### Prompt
Lines before the one containing "Could you point out the coastline" are excluded. Repeat that line and every line after it, exactly.

### Material for this exercise
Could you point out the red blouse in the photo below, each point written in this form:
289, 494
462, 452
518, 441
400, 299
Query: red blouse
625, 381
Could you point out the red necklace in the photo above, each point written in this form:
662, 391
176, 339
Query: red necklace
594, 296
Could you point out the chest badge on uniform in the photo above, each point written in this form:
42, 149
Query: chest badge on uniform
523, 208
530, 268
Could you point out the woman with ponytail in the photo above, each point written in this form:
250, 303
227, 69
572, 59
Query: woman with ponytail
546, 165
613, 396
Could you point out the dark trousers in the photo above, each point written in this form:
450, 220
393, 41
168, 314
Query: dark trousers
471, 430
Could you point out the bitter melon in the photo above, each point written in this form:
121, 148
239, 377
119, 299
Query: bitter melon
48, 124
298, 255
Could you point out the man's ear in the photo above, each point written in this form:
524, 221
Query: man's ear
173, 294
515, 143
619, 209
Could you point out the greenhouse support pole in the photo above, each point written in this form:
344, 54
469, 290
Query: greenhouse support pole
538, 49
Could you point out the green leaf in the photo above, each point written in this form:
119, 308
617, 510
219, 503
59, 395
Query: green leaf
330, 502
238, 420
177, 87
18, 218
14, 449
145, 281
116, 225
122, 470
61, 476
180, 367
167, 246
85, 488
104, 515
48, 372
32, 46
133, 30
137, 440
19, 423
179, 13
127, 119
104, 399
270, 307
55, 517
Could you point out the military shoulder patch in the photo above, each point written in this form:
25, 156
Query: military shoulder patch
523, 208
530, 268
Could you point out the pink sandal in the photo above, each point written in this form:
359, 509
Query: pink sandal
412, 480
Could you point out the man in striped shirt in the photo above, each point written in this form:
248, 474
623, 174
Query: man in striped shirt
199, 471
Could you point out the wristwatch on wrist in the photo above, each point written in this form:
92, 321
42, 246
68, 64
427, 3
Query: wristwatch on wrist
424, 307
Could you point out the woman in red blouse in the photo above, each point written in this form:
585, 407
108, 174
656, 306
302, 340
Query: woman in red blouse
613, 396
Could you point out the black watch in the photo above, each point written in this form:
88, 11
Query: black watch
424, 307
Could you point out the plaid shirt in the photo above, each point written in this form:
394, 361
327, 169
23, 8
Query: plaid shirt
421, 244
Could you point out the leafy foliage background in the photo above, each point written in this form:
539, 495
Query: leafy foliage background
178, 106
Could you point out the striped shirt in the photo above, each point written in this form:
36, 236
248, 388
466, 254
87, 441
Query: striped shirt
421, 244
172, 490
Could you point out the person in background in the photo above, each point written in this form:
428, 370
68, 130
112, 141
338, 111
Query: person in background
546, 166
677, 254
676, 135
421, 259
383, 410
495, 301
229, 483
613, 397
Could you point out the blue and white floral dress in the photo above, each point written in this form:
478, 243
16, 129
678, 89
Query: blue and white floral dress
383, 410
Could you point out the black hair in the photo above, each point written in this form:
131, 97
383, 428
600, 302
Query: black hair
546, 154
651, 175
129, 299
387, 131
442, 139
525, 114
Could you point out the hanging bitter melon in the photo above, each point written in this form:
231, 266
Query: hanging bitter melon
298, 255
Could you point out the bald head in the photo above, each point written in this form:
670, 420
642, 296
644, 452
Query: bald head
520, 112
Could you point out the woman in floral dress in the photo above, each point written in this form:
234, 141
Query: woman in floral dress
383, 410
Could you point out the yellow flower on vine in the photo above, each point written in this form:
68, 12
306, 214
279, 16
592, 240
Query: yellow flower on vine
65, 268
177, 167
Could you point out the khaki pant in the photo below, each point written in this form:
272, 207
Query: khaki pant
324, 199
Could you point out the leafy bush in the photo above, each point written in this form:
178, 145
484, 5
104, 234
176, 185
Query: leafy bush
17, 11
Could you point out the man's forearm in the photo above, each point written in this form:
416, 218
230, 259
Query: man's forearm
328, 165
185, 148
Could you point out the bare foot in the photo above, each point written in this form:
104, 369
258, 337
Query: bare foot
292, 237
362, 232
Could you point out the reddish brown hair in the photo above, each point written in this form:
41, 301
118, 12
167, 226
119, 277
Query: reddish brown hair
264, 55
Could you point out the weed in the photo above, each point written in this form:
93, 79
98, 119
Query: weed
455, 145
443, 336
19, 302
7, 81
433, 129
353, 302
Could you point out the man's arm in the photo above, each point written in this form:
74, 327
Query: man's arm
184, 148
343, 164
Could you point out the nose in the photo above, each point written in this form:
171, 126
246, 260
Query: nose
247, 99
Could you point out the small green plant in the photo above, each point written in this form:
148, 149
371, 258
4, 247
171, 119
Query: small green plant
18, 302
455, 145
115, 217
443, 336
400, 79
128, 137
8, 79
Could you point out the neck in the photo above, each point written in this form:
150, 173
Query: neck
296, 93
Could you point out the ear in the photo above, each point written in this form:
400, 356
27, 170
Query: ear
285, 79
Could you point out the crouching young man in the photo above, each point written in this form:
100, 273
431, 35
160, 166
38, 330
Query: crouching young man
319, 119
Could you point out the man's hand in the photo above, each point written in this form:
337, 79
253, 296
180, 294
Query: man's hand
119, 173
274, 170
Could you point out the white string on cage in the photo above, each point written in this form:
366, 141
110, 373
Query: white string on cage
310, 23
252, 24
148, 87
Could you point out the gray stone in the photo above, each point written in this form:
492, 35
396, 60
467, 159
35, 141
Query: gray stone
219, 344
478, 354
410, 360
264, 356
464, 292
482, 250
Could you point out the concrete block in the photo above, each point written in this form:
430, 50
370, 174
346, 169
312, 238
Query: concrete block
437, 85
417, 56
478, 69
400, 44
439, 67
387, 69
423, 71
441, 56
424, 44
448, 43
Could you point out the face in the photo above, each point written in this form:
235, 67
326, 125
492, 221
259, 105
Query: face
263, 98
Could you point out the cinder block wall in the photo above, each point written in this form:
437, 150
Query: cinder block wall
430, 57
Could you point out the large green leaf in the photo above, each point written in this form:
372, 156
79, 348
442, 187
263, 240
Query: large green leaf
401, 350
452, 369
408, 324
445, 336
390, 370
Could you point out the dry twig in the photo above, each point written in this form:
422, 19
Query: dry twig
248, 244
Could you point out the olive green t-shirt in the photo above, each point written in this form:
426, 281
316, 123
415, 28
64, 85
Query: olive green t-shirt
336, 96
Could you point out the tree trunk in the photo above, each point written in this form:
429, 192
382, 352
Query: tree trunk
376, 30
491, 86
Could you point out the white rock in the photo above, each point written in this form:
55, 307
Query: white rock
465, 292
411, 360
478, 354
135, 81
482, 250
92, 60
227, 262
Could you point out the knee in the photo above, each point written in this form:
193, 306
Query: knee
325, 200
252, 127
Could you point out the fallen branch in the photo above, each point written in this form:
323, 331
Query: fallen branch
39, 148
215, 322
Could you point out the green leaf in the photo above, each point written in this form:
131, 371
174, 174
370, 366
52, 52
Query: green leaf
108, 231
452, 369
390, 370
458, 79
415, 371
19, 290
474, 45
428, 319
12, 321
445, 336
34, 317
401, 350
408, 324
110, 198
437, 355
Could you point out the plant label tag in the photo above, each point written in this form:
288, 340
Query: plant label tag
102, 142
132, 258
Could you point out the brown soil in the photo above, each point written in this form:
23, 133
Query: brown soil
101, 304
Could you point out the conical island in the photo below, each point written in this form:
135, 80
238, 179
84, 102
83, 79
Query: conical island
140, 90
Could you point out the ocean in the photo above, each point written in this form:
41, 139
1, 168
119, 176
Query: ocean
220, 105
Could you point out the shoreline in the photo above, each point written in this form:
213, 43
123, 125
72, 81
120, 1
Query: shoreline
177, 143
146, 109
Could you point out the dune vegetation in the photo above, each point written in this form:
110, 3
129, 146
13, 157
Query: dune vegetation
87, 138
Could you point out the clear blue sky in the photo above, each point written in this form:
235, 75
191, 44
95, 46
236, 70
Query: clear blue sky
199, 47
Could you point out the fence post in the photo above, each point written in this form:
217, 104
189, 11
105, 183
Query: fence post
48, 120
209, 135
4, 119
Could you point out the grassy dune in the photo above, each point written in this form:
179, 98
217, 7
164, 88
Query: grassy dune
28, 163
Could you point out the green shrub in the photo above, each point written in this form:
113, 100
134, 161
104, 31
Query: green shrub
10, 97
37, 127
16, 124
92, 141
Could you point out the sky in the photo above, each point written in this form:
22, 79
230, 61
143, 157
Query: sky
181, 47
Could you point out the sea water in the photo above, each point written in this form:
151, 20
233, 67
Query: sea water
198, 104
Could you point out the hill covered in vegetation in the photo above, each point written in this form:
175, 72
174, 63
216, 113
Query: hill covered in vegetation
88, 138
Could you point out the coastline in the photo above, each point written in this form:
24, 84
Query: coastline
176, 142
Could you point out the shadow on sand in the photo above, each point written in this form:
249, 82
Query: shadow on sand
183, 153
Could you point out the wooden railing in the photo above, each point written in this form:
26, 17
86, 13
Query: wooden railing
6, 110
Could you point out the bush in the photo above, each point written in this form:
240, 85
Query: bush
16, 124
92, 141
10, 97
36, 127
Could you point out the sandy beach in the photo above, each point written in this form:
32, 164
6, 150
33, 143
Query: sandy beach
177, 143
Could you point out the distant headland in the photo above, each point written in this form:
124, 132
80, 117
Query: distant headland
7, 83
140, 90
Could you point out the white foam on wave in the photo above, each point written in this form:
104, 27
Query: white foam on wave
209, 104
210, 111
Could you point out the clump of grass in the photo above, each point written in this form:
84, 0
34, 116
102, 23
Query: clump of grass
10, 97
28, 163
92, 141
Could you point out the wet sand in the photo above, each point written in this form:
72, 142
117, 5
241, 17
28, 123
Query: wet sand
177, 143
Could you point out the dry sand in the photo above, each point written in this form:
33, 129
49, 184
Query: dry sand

### Result of the exercise
Could you point out the coastline in the photo above, each point written in this form:
24, 84
Query: coastline
176, 142
Could you point out the shadow on sand in the photo above, each point written in this form:
249, 82
Query: shadow on sand
183, 153
Could you point out the wooden railing in the photo above, each point written in this form:
26, 17
86, 13
Query: wooden railing
6, 110
Could you point out the bush in the photo above, each point written in this form:
240, 85
Query: bush
16, 124
92, 141
10, 97
36, 127
Could you point out the sandy beach in the photo above, each point written in this form:
32, 164
6, 150
33, 143
Query: sandy beach
177, 143
Could you point out the distant headland in the photo above, each point written in this form:
124, 132
80, 117
Query: distant headland
7, 83
140, 90
Could you point out the white foam on wave in the photo above, each point written in this form:
104, 27
Query: white foam on wave
209, 104
210, 111
Could you point out the clump of grass in the photo above, each point written in this form:
84, 0
34, 116
102, 23
Query: clump of grass
10, 97
28, 163
92, 141
Could you point out the wet sand in the photo above, each point written in this form:
72, 142
117, 5
241, 17
28, 123
Query: wet sand
177, 143
Could you point out the dry sand in the photo above, each point written in this form:
33, 129
49, 184
Query: dry sand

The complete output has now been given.